#### TEXT ####

An-Nabek or Al-Nabek () is a Syrian city administratively belonging to Rif Dimashq and the capital of the Qalamoun. Located  north of Damascus and south of Homs. It has an altitude of 1255 meters. According to the Syria Central Bureau of Statistics (CBS), An-Nabek had a population of 32,548 in the 2004 census. The Monastery of Saint Moses the Abyssinian (Deir Mar Musa al-Habashi) is located along the Anti-Lebanon Mountains near Nabek and dates back to at least the 6th century.

In the mid-19th century, the population was recorded as consisting mostly of Sunni Muslims, Syriac Catholic and Melkite Catholic Christians. In the mid-1940s, its 6,000 inhabitants were noted to be Sunni Muslims.

#### GIVEN DATA ####

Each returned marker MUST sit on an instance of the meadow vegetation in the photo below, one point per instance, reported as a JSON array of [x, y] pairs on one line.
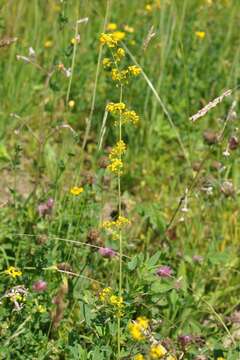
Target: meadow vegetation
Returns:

####

**THINGS TO DO:**
**1.** In the An-Nabek text, what was the city's population in the 2004 census?
**2.** Please repeat the An-Nabek text word for word from "In the mid-19th" to "be Sunni Muslims.".

**RESULTS FOR EACH TASK:**
**1.** 32,548

**2.**
In the mid-19th century, the population was recorded as consisting mostly of Sunni Muslims, Syriac Catholic and Melkite Catholic Christians. In the mid-1940s, its 6,000 inhabitants were noted to be Sunni Muslims.